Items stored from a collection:
+-------+
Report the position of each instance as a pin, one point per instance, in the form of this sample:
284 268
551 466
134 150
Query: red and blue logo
+-------+
• What is needed: Reproduce the material above line for line, unchanged and in the same order.

• Right answer:
Report the position of each instance as a pin, one point per instance, in the form of this sample:
284 268
551 466
134 150
Query: red and blue logo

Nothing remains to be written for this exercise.